--- Data provided Enclosed Below ---

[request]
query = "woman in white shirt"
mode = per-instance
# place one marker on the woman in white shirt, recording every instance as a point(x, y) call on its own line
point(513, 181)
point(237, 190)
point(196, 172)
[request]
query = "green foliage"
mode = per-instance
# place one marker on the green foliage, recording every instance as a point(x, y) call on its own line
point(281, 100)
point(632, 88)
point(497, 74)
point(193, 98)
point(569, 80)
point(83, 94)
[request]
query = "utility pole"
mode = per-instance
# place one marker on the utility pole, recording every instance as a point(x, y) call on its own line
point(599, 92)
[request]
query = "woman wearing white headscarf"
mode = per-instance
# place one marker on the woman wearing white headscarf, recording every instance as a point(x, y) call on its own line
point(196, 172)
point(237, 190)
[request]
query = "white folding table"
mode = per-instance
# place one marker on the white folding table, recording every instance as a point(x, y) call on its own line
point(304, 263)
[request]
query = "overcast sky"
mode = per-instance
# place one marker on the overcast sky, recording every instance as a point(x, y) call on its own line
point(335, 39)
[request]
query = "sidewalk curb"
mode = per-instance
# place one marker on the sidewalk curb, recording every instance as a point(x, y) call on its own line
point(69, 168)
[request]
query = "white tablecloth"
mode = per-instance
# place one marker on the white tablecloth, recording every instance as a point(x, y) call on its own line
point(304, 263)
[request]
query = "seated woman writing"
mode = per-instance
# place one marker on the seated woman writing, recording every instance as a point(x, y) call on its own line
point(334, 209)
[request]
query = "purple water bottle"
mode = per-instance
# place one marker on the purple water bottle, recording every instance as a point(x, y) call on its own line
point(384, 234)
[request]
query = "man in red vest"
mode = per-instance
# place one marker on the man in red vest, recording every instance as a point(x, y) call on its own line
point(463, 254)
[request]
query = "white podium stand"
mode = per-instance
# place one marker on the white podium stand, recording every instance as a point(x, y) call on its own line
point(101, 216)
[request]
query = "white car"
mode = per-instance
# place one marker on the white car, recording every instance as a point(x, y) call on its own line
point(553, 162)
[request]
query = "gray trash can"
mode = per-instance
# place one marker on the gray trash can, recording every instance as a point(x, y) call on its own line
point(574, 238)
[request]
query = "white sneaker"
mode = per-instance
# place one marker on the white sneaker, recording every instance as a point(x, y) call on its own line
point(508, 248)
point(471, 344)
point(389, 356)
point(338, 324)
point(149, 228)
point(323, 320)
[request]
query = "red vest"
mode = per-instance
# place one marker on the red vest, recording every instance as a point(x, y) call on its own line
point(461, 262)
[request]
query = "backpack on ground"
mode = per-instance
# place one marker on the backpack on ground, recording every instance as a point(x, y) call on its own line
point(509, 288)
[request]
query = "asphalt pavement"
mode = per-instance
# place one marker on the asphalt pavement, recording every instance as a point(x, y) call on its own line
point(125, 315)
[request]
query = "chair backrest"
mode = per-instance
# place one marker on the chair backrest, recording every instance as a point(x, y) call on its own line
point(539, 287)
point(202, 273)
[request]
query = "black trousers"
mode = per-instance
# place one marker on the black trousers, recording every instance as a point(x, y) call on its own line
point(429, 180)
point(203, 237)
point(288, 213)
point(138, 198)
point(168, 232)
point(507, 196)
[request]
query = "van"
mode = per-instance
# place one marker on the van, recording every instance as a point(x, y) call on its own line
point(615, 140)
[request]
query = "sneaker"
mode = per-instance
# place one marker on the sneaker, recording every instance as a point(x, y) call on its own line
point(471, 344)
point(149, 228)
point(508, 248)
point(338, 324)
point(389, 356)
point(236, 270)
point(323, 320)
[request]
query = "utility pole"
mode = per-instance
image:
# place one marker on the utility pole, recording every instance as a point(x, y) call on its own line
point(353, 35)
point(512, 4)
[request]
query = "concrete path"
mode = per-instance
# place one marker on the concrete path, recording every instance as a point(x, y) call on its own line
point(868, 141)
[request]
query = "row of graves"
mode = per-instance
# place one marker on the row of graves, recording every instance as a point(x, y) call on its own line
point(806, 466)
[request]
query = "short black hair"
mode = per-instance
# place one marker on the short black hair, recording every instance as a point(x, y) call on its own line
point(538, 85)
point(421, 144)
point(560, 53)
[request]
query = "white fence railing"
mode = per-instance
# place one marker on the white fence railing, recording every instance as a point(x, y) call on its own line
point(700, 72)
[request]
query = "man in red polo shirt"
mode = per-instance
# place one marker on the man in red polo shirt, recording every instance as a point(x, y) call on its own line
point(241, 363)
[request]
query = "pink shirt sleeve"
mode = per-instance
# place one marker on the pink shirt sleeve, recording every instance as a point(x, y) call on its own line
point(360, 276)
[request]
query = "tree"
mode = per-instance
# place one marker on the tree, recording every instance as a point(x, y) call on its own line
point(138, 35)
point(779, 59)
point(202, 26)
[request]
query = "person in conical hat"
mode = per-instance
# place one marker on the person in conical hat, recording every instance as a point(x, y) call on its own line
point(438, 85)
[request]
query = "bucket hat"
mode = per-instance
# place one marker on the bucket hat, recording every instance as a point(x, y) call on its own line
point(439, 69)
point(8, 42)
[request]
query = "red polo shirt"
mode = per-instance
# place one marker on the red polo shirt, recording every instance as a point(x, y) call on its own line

--- End of Enclosed Data provided ---

Exercise directions
Your task is to give back every record exactly.

Exercise output
[request]
query = "woman in white shirt"
mode = per-instance
# place one marker on the woman in white shirt, recording every instance as a point(x, y) call on its own line
point(513, 181)
point(237, 190)
point(196, 172)
[request]
query = "green foliage"
mode = per-instance
# place one marker on the green foliage, recording every instance as a point(x, y) call on its own line
point(281, 100)
point(632, 88)
point(497, 74)
point(193, 98)
point(569, 80)
point(83, 94)
[request]
query = "utility pole"
mode = per-instance
# place one marker on the utility pole, recording every instance as a point(x, y) call on its own line
point(599, 92)
[request]
query = "woman wearing white headscarf"
mode = per-instance
# place one marker on the woman wearing white headscarf, recording every instance as a point(x, y) call on its own line
point(196, 172)
point(237, 190)
[request]
query = "white folding table"
mode = per-instance
# place one marker on the white folding table, recording every instance as a point(x, y) call on its own line
point(304, 263)
[request]
query = "overcast sky"
mode = per-instance
# place one marker on the overcast sky, recording every instance as a point(x, y) call on its own line
point(335, 39)
[request]
query = "sidewalk curb"
mode = per-instance
# place one marker on the sidewalk curb, recording every instance as a point(x, y) call on its own line
point(69, 168)
[request]
query = "white tablecloth"
mode = per-instance
# place one marker on the white tablecloth, recording every instance as a point(x, y) call on its own line
point(304, 263)
[request]
query = "seated woman writing"
mode = per-instance
# place one marker on the seated woman writing, recording every instance as a point(x, y) call on its own line
point(334, 209)
[request]
query = "purple water bottle"
mode = per-instance
# place one marker on the purple water bottle, recording every instance as a point(x, y) call on its own line
point(384, 234)
[request]
query = "man in red vest"
mode = per-instance
# place one marker on the man in red vest, recording every instance as a point(x, y) call on its own line
point(463, 254)
[request]
query = "white podium stand"
mode = per-instance
# place one marker on the white podium stand, recording every instance as a point(x, y) call on its own line
point(101, 216)
[request]
query = "white car"
mode = per-instance
# place one marker on the white car, recording every instance as a point(x, y) call on its own line
point(553, 162)
[request]
query = "gray trash can"
mode = per-instance
# place one marker on the gray trash can, recording every instance as a point(x, y) call on its own line
point(574, 238)
[request]
query = "white sneaker"
mode = per-instance
# place one marker on the white sneaker, recording every instance as a point(x, y) call on its own line
point(508, 248)
point(471, 344)
point(389, 356)
point(338, 324)
point(149, 228)
point(323, 320)
[request]
query = "red vest"
mode = per-instance
# place one marker on the red vest, recording every instance as a point(x, y) call on its own line
point(461, 262)
[request]
query = "backpack on ground"
mode = per-instance
# place one marker on the backpack on ground, recording every instance as a point(x, y) call on its own line
point(509, 288)
[request]
query = "asphalt pavement"
mode = per-instance
# place one marker on the asphalt pavement, recording every instance as a point(x, y) call on its own line
point(125, 315)
[request]
query = "chair backrest"
mode = per-instance
# place one marker on the chair backrest, recording every instance as a point(x, y) call on its own line
point(539, 287)
point(202, 273)
[request]
query = "black trousers"
mode = per-instance
# place one marker on the black trousers, recording every instance as a point(x, y) call on its own line
point(429, 180)
point(203, 237)
point(288, 213)
point(138, 198)
point(168, 232)
point(507, 196)
[request]
query = "van"
mode = per-instance
# place one marker on the van, recording every instance as a point(x, y) call on its own line
point(615, 140)
[request]
query = "sneaker"
mode = per-instance
# place one marker on the sneaker, recording every instance as a point(x, y) call on its own line
point(471, 344)
point(149, 228)
point(508, 248)
point(338, 324)
point(389, 356)
point(236, 270)
point(323, 320)
[request]
query = "utility pole"
mode = per-instance
image:
# place one marker on the utility pole, recording every instance as a point(x, y) call on its own line
point(353, 35)
point(512, 4)
[request]
query = "concrete path"
mode = per-instance
# place one marker on the concrete path, recording every instance as a point(x, y) call on its own line
point(868, 141)
[request]
query = "row of graves"
mode = per-instance
# place one marker on the row of graves, recording every instance as a point(x, y) call on its own line
point(806, 466)
[request]
query = "short black hair"
mode = per-instance
# place one marker on the short black hair, recording every instance as a point(x, y) call on its own line
point(538, 85)
point(421, 144)
point(560, 53)
[request]
query = "white fence railing"
mode = per-instance
# place one marker on the white fence railing, recording every instance as a point(x, y) call on its own line
point(700, 72)
[request]
query = "man in red polo shirt"
mode = per-instance
# place one marker on the man in red polo shirt, recording every instance as a point(x, y) call on its own line
point(241, 363)
[request]
query = "pink shirt sleeve"
mode = per-instance
# place one marker on the pink shirt sleeve, recording every instance as a point(x, y) call on its own line
point(360, 276)
[request]
query = "tree"
mode = per-instance
# place one marker on the tree, recording every instance as a point(x, y) call on its own line
point(138, 35)
point(779, 59)
point(202, 26)
[request]
query = "person in conical hat"
mode = per-instance
# place one marker on the person in conical hat, recording every instance as a point(x, y) call on its own line
point(438, 85)
[request]
query = "bucket hat"
mode = per-instance
# place one marker on the bucket hat, recording every instance as a point(x, y) call on its own line
point(439, 69)
point(8, 42)
[request]
query = "red polo shirt"
mode = per-instance
# place one marker on the red polo shirt, recording every instance as a point(x, y) call on its own line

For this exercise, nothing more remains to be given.